### MATERIAL SHOWN
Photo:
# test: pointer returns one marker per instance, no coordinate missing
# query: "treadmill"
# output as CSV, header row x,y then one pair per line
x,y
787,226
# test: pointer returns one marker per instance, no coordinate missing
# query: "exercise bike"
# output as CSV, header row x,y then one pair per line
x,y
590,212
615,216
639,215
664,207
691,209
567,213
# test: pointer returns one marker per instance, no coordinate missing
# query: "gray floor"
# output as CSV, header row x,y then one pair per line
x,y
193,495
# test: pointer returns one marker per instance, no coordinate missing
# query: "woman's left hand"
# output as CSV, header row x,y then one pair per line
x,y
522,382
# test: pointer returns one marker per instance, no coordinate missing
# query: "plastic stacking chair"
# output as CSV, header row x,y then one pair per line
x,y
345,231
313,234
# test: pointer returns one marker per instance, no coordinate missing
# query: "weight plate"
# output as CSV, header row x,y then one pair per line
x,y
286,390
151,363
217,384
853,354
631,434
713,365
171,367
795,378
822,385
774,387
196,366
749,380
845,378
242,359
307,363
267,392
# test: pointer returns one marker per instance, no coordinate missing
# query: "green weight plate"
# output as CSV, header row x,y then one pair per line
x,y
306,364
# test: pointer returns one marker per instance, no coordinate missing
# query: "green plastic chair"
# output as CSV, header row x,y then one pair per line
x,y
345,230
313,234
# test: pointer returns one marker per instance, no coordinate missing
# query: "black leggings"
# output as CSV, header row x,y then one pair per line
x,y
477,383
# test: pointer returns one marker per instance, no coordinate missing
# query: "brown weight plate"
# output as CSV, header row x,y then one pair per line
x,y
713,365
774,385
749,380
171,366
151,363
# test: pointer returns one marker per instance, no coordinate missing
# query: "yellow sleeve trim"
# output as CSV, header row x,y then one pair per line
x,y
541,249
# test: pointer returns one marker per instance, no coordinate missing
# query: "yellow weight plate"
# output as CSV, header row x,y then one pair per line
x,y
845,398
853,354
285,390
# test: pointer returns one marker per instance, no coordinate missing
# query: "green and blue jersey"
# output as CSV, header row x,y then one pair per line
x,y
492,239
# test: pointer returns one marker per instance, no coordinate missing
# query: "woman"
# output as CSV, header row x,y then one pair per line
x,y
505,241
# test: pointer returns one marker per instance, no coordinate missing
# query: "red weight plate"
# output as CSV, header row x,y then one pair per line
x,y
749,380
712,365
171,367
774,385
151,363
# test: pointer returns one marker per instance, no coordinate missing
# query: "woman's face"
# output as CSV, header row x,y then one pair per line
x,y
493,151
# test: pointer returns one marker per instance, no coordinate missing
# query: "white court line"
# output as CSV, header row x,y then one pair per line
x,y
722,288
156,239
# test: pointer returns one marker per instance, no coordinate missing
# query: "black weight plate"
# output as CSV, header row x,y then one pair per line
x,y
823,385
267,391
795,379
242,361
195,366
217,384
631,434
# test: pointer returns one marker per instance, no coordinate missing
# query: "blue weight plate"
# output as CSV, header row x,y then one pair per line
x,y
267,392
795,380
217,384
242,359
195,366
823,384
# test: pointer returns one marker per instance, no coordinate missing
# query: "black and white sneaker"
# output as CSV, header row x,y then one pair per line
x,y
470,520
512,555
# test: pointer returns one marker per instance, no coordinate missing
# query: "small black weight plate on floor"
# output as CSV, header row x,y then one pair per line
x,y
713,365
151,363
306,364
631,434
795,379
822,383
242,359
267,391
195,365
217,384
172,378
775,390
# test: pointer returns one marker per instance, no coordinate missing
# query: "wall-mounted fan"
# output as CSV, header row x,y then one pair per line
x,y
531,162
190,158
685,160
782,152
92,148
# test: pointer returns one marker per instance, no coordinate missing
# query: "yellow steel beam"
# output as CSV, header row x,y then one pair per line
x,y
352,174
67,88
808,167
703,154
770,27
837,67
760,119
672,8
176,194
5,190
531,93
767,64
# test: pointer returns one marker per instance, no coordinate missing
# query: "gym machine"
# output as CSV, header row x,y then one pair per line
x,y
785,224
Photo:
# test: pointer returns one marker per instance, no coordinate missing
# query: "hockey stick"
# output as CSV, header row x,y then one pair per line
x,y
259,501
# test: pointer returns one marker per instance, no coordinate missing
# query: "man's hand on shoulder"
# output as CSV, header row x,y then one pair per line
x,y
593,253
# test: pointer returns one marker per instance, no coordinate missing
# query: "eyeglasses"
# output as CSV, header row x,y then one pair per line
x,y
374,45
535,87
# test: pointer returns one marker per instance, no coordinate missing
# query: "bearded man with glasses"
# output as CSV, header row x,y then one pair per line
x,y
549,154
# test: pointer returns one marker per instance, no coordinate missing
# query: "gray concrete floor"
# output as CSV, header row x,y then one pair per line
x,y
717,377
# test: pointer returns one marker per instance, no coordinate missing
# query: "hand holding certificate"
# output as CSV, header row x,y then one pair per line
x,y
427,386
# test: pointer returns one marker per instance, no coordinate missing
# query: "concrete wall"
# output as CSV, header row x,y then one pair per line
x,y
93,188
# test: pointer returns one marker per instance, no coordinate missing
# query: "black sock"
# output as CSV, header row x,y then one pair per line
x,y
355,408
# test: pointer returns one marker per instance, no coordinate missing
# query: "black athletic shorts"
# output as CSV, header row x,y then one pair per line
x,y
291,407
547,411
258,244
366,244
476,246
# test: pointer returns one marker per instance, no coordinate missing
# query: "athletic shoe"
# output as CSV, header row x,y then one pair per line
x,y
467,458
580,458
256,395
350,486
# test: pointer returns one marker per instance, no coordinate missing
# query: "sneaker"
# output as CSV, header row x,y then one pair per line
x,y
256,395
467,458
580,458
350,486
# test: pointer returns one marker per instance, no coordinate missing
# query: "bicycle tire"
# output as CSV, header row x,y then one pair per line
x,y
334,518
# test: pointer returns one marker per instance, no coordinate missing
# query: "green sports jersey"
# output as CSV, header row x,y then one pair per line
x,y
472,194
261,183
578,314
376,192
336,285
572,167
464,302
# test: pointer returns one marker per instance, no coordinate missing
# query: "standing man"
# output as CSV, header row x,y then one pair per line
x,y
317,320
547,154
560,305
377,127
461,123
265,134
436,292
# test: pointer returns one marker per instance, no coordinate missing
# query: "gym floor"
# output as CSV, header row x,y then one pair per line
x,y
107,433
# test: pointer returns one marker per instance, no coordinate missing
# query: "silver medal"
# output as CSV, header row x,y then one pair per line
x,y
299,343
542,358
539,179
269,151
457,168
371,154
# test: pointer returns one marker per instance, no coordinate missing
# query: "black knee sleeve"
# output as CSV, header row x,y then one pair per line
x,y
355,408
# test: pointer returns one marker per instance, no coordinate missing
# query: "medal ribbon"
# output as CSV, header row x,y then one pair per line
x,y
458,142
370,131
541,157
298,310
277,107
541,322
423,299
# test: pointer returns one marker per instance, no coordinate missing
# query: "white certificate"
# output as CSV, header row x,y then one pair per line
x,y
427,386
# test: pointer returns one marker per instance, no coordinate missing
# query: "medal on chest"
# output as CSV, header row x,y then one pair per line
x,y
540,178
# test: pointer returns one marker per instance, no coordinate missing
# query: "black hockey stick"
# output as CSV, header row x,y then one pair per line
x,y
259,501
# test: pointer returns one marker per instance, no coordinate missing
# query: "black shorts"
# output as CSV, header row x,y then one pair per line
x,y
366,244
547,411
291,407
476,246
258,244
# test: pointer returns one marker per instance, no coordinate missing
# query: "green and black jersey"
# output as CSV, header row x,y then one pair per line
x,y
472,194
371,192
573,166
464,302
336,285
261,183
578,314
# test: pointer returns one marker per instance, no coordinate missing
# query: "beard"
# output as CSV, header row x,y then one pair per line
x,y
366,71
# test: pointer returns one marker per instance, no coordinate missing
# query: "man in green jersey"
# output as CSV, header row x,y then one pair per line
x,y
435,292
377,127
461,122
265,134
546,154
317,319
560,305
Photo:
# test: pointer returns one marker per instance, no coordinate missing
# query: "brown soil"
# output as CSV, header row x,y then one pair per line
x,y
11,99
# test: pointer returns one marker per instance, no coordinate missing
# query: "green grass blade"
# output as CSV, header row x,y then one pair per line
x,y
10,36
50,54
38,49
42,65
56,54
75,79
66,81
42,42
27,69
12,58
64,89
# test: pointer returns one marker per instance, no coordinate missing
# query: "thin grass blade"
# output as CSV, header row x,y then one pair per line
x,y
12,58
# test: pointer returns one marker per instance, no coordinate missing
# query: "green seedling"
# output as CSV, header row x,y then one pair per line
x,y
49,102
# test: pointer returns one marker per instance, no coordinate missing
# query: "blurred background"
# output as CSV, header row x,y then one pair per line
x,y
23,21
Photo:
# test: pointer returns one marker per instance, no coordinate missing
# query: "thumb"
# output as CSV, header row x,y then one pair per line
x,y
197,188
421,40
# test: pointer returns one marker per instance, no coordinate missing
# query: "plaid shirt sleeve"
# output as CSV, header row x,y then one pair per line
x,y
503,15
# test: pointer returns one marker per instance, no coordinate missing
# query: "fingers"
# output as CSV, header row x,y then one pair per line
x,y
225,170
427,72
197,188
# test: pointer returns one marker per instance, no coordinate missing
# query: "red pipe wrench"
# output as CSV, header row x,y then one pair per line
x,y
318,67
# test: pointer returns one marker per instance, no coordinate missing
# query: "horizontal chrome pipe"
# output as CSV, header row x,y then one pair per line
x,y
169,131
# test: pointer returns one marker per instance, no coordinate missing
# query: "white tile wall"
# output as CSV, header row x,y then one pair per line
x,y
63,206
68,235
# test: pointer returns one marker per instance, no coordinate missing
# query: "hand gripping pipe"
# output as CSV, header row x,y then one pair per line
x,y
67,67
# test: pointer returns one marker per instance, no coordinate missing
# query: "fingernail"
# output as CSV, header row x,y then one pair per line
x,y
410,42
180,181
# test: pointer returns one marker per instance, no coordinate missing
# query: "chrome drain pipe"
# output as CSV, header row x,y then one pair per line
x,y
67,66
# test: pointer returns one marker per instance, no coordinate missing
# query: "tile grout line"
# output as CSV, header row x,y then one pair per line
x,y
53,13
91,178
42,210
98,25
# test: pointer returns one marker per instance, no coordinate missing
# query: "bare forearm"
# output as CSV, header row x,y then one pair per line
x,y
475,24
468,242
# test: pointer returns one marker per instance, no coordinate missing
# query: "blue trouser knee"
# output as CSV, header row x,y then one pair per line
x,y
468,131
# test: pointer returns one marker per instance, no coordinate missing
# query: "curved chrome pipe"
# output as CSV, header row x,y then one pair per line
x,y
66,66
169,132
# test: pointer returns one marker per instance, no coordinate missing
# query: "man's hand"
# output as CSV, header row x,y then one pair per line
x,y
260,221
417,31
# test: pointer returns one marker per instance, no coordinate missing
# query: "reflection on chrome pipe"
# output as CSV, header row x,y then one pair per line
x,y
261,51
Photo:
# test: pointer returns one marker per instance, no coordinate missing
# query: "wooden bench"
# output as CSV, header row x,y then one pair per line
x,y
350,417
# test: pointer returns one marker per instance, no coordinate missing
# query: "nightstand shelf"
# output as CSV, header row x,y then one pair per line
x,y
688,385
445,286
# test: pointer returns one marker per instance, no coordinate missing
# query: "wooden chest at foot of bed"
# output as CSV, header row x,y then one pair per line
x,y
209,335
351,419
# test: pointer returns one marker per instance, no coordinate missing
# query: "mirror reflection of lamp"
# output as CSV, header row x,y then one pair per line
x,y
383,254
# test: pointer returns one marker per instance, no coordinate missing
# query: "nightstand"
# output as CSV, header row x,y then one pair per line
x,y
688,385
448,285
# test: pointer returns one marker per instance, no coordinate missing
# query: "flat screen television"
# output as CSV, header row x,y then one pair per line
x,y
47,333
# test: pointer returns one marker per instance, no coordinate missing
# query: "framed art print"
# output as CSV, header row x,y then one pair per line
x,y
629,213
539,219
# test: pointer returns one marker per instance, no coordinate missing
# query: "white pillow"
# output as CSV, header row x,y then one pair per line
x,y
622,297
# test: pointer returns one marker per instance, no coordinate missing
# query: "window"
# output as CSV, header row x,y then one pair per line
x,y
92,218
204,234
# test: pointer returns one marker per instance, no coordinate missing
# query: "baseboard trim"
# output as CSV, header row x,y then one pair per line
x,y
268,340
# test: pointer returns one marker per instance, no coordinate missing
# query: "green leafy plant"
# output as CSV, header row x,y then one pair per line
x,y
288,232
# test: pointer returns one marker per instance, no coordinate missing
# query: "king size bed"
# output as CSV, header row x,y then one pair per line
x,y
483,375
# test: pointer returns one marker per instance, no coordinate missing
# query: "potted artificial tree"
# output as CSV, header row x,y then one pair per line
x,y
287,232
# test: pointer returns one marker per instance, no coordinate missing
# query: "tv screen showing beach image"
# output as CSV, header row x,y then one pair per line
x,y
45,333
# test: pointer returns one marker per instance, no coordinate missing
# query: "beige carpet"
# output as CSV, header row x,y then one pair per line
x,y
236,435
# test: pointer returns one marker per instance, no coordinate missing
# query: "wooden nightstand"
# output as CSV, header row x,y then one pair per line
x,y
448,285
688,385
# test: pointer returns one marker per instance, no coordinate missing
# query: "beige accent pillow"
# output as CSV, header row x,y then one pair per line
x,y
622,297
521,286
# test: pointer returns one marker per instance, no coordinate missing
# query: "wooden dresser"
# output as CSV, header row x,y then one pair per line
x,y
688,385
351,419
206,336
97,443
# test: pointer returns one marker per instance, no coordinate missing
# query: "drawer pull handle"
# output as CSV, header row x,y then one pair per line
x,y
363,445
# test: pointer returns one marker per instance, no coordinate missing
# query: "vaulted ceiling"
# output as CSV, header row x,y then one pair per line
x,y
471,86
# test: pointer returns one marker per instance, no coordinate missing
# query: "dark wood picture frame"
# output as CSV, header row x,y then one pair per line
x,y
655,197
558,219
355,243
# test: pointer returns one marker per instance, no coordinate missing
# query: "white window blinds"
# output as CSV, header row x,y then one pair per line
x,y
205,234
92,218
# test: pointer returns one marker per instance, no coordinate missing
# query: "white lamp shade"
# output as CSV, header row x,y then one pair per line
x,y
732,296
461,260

### EXERCISE AIM
Count the lines in the listing above that contain the string "hockey", treating uppercase and lowercase letters as different. Reply with the number only.

### FINAL RESULT
2